(Lines of data)
--*--

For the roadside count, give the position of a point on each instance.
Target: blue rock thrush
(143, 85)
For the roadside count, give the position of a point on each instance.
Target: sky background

--*--

Written problem:
Copy every one of the items above so each line matches its original.

Worked solution:
For the roadside count, give the position of a point on each instance.
Target: blue rock thrush
(143, 85)
For the roadside count, give the position of a point on each instance.
Target: sky background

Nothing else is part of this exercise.